OBJECTIVE. Pictures stay out of your copy, but everything else in the records below must be repeated exactly.

TASK MATERIAL.

*****

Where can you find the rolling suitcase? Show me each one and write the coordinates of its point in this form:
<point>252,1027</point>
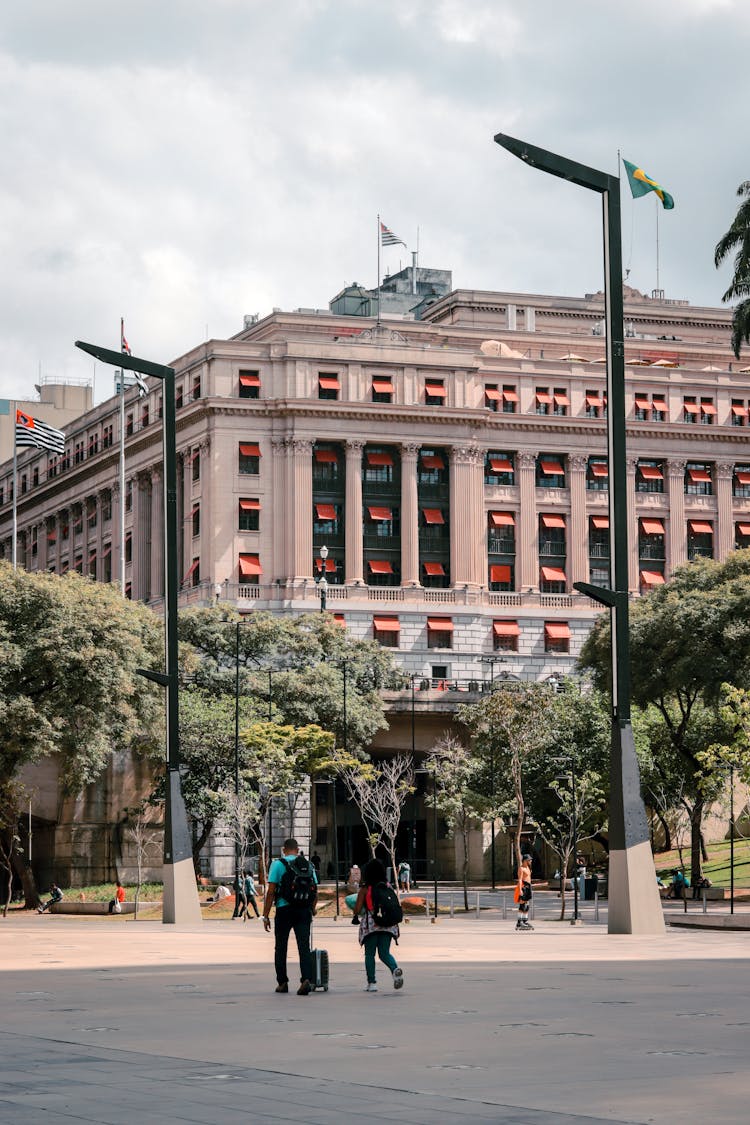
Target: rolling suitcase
<point>319,968</point>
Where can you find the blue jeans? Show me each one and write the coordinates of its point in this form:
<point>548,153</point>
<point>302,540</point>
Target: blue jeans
<point>379,943</point>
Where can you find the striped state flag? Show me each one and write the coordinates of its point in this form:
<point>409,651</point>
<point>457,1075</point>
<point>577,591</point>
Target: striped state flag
<point>37,434</point>
<point>388,239</point>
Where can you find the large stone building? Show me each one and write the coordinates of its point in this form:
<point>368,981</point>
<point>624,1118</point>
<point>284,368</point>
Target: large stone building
<point>454,467</point>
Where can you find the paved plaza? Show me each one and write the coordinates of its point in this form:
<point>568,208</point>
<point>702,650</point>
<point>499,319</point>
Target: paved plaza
<point>110,1020</point>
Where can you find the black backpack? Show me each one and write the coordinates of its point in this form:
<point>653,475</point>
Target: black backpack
<point>386,908</point>
<point>298,887</point>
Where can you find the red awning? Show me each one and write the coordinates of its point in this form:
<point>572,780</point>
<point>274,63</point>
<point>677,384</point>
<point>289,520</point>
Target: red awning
<point>386,624</point>
<point>379,459</point>
<point>557,630</point>
<point>440,624</point>
<point>506,629</point>
<point>250,565</point>
<point>553,574</point>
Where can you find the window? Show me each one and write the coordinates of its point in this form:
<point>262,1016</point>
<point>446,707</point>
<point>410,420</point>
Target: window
<point>434,392</point>
<point>505,636</point>
<point>250,384</point>
<point>440,632</point>
<point>557,637</point>
<point>560,401</point>
<point>543,401</point>
<point>499,468</point>
<point>650,477</point>
<point>250,459</point>
<point>550,471</point>
<point>690,410</point>
<point>597,474</point>
<point>697,479</point>
<point>493,396</point>
<point>386,630</point>
<point>382,389</point>
<point>595,404</point>
<point>250,514</point>
<point>328,386</point>
<point>509,398</point>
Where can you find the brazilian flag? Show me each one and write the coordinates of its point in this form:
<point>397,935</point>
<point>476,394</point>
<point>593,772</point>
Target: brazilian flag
<point>640,183</point>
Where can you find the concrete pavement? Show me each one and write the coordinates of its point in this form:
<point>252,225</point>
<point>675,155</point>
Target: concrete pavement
<point>107,1019</point>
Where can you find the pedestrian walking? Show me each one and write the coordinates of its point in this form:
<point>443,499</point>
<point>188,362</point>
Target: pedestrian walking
<point>523,892</point>
<point>380,912</point>
<point>292,887</point>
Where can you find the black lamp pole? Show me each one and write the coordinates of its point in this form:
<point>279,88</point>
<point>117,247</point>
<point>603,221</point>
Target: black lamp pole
<point>181,901</point>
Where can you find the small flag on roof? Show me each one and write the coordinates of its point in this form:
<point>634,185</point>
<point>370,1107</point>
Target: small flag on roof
<point>34,433</point>
<point>388,239</point>
<point>640,185</point>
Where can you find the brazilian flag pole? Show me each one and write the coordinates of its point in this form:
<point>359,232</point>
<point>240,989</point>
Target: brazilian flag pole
<point>640,185</point>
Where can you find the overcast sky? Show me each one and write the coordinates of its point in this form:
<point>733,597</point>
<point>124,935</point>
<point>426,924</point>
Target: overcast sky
<point>184,162</point>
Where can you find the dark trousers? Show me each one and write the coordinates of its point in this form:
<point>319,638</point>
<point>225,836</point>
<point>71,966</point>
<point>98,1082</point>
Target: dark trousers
<point>298,919</point>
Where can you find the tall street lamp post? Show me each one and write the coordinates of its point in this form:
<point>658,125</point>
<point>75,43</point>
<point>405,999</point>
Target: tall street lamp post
<point>181,901</point>
<point>634,902</point>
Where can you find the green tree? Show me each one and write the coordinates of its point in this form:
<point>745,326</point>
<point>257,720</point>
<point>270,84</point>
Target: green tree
<point>687,639</point>
<point>737,241</point>
<point>69,654</point>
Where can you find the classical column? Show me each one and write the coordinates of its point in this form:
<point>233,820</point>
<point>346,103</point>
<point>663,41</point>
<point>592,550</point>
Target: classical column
<point>527,530</point>
<point>157,531</point>
<point>677,533</point>
<point>724,529</point>
<point>409,515</point>
<point>578,529</point>
<point>467,479</point>
<point>353,514</point>
<point>633,578</point>
<point>301,509</point>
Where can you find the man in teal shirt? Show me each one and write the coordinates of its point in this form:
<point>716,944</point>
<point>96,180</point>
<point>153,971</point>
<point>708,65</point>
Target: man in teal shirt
<point>290,916</point>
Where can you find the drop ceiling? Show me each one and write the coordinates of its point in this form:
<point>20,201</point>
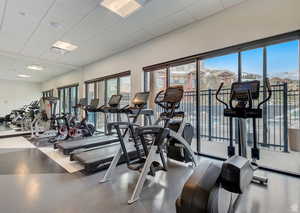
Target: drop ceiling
<point>29,28</point>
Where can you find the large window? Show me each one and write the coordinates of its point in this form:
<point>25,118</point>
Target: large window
<point>103,88</point>
<point>274,58</point>
<point>68,98</point>
<point>48,93</point>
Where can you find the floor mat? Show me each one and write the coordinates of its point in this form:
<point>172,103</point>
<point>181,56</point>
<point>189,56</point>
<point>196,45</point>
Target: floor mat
<point>27,161</point>
<point>11,133</point>
<point>62,160</point>
<point>15,143</point>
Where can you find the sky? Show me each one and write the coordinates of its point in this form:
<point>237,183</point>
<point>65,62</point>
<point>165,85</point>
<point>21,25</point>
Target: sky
<point>281,58</point>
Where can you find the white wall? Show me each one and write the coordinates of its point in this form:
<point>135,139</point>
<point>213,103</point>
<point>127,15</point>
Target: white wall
<point>72,77</point>
<point>251,20</point>
<point>14,94</point>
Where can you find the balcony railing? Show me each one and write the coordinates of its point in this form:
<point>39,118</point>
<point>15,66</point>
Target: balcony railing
<point>280,113</point>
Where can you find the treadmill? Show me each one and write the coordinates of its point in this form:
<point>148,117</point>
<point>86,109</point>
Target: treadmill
<point>99,158</point>
<point>68,146</point>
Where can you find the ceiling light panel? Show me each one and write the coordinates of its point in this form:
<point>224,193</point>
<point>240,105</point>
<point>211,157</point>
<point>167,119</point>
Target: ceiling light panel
<point>35,67</point>
<point>65,46</point>
<point>123,7</point>
<point>24,76</point>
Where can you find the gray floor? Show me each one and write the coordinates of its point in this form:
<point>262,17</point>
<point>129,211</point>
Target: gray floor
<point>29,188</point>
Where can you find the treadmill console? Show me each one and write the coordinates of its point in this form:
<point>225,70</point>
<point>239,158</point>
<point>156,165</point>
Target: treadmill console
<point>140,99</point>
<point>239,90</point>
<point>115,100</point>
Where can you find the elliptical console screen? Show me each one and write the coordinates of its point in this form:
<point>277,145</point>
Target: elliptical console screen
<point>140,98</point>
<point>239,90</point>
<point>173,94</point>
<point>114,100</point>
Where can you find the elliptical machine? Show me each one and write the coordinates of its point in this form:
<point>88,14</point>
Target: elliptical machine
<point>214,188</point>
<point>44,125</point>
<point>153,140</point>
<point>83,128</point>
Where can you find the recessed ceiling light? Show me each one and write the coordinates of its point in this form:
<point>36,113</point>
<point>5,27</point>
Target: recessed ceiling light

*****

RESULT FOR THIS TASK.
Where can you find the rolling suitcase? Show me each one and write the coordinates of its point in this form:
<point>252,1027</point>
Target: rolling suitcase
<point>319,968</point>
Where can you find the blue jeans? Show me each one and write the coordinates of its point in this form:
<point>548,153</point>
<point>302,540</point>
Target: blue jeans
<point>379,943</point>
Where can you find the striped state flag? Show me each one and write the coordinates of its point in this form:
<point>409,651</point>
<point>457,1075</point>
<point>577,591</point>
Target: striped state flag
<point>37,434</point>
<point>388,239</point>
Where can you find the large stone building? Show me each one and write the coordinates of its point in this form:
<point>368,981</point>
<point>624,1118</point>
<point>284,368</point>
Target: large stone building
<point>454,467</point>
Where can you find the paved plaza? Show me each one and write the coordinates of its point in this form:
<point>568,208</point>
<point>702,650</point>
<point>499,319</point>
Target: paved plaza
<point>110,1020</point>
Where can you find the black backpack? Show me each one and write the coordinates of its point in this form:
<point>653,475</point>
Target: black backpack
<point>386,908</point>
<point>298,887</point>
Where can you find the red awning? Show me each one and write the coordinates of its point in this form:
<point>572,780</point>
<point>274,63</point>
<point>677,384</point>
<point>289,520</point>
Target: red awning
<point>386,624</point>
<point>379,459</point>
<point>557,630</point>
<point>440,624</point>
<point>506,629</point>
<point>250,565</point>
<point>553,574</point>
Where can you find the window? Show me each one and write the coordinates of its point in this form:
<point>262,1016</point>
<point>446,707</point>
<point>410,420</point>
Target: window
<point>434,392</point>
<point>505,636</point>
<point>250,384</point>
<point>440,632</point>
<point>557,637</point>
<point>560,401</point>
<point>543,401</point>
<point>499,468</point>
<point>650,477</point>
<point>250,459</point>
<point>550,471</point>
<point>690,410</point>
<point>597,474</point>
<point>697,479</point>
<point>493,396</point>
<point>386,630</point>
<point>382,389</point>
<point>595,404</point>
<point>250,514</point>
<point>328,386</point>
<point>509,398</point>
Where can you find the brazilian flag? Show me each one and write the coordinates of its point in this form:
<point>397,935</point>
<point>476,394</point>
<point>593,772</point>
Target: brazilian flag
<point>640,183</point>
Where can you find the concrete pavement? Show me each one and write the coordinates of its point in this form:
<point>252,225</point>
<point>675,155</point>
Target: concrete pavement
<point>107,1019</point>
Where can you find the pedestrian walking? Show me each one and write the coordinates of its point in this form:
<point>443,499</point>
<point>188,362</point>
Target: pedestrian walking
<point>523,892</point>
<point>380,912</point>
<point>292,887</point>
Where can you find the black lamp pole? Show me each one and write the coordinates of its point in this form:
<point>279,88</point>
<point>117,247</point>
<point>603,221</point>
Target: black lamp pole
<point>181,901</point>
Where can you find the small flag on roof? Show me each one and write the coordinates of its point in this form:
<point>634,185</point>
<point>370,1107</point>
Target: small flag on roof
<point>34,433</point>
<point>388,239</point>
<point>640,185</point>
Where can you find the brazilian flag pole? Show me each one and write the coordinates of its point in this form:
<point>359,232</point>
<point>240,989</point>
Target: brazilian flag pole
<point>640,185</point>
Where can you find the overcast sky? Show me each one and write the coordinates of its point in this form:
<point>733,597</point>
<point>124,935</point>
<point>426,924</point>
Target: overcast sky
<point>184,162</point>
Where can you find the dark trousers? Show me each one and write the coordinates of its point in this form:
<point>319,638</point>
<point>225,836</point>
<point>71,966</point>
<point>98,1082</point>
Target: dark trousers
<point>298,919</point>
Where can you find the tall street lamp post? Show me each one and write the coordinates of its point in this form:
<point>658,125</point>
<point>75,43</point>
<point>405,999</point>
Target: tall street lamp post
<point>181,901</point>
<point>634,902</point>
Where can you find the green tree? Show me each one and write the coordinates of its point in this form:
<point>745,326</point>
<point>257,720</point>
<point>270,84</point>
Target: green tree
<point>687,639</point>
<point>737,241</point>
<point>69,654</point>
Where can you find the classical column? Show me each one and write the coordinates of its point in this form:
<point>233,820</point>
<point>346,103</point>
<point>663,41</point>
<point>592,550</point>
Target: classical column
<point>527,530</point>
<point>157,531</point>
<point>677,533</point>
<point>724,529</point>
<point>409,515</point>
<point>578,529</point>
<point>467,479</point>
<point>353,514</point>
<point>633,578</point>
<point>301,509</point>
Where can you find the man in teal shirt? Show me each one and write the coordinates of its point in this form:
<point>716,944</point>
<point>96,180</point>
<point>153,971</point>
<point>708,65</point>
Target: man in teal shirt
<point>290,916</point>
Where can you find the drop ceiling? Show me each one and write the coordinates of its point in this form:
<point>20,201</point>
Target: drop ceiling
<point>29,28</point>
Where can you find the large window? Show me each one and write the coordinates of its point in this form:
<point>25,118</point>
Target: large window
<point>103,88</point>
<point>274,58</point>
<point>68,98</point>
<point>48,93</point>
Where can you find the floor mat? Show me each one and write the coordinates of its point in this form:
<point>172,103</point>
<point>181,56</point>
<point>189,56</point>
<point>196,45</point>
Target: floor mat
<point>27,161</point>
<point>11,133</point>
<point>62,160</point>
<point>15,143</point>
Where can you find the sky? Show me each one and write the coordinates of its point in this form:
<point>237,183</point>
<point>65,62</point>
<point>165,85</point>
<point>21,25</point>
Target: sky
<point>281,58</point>
Where can you find the white wall? Show me each one and write the coordinates of its point in this form:
<point>135,139</point>
<point>213,103</point>
<point>127,15</point>
Target: white wall
<point>72,77</point>
<point>251,20</point>
<point>14,94</point>
Where can you find the balcony railing? Show me each one and write the coordinates of its point in this form:
<point>39,118</point>
<point>15,66</point>
Target: balcony railing
<point>280,113</point>
Where can you find the treadmill? Show me each one and write the coordinates of its point in this form:
<point>148,117</point>
<point>86,109</point>
Target: treadmill
<point>99,158</point>
<point>68,146</point>
Where can you find the ceiling light panel? Show me each one and write the coordinates of its point in this form:
<point>224,193</point>
<point>240,105</point>
<point>211,157</point>
<point>167,119</point>
Target: ceiling light panel
<point>35,67</point>
<point>65,46</point>
<point>123,7</point>
<point>24,76</point>
Where can you find the gray floor? Show me each one and write the coordinates of its point in this form:
<point>262,17</point>
<point>129,211</point>
Target: gray floor
<point>29,188</point>
Where can you find the treadmill console? Show me each one and write the coordinates of its point in this form:
<point>225,70</point>
<point>239,158</point>
<point>156,165</point>
Target: treadmill console
<point>140,99</point>
<point>239,90</point>
<point>115,100</point>
Where can you find the elliptical console screen? Show me each one and write the coordinates of its point in this form:
<point>277,145</point>
Target: elliptical console screen
<point>140,98</point>
<point>239,90</point>
<point>173,94</point>
<point>114,100</point>
Where can you find the elliptical machine? Show me each one and write the coordinates of its point in this form:
<point>88,14</point>
Target: elliptical machine
<point>214,188</point>
<point>44,125</point>
<point>153,140</point>
<point>83,128</point>
Where can you find the recessed ceiling light? Show me each one and write the coordinates of its point in this form:
<point>36,113</point>
<point>5,27</point>
Target: recessed ceiling light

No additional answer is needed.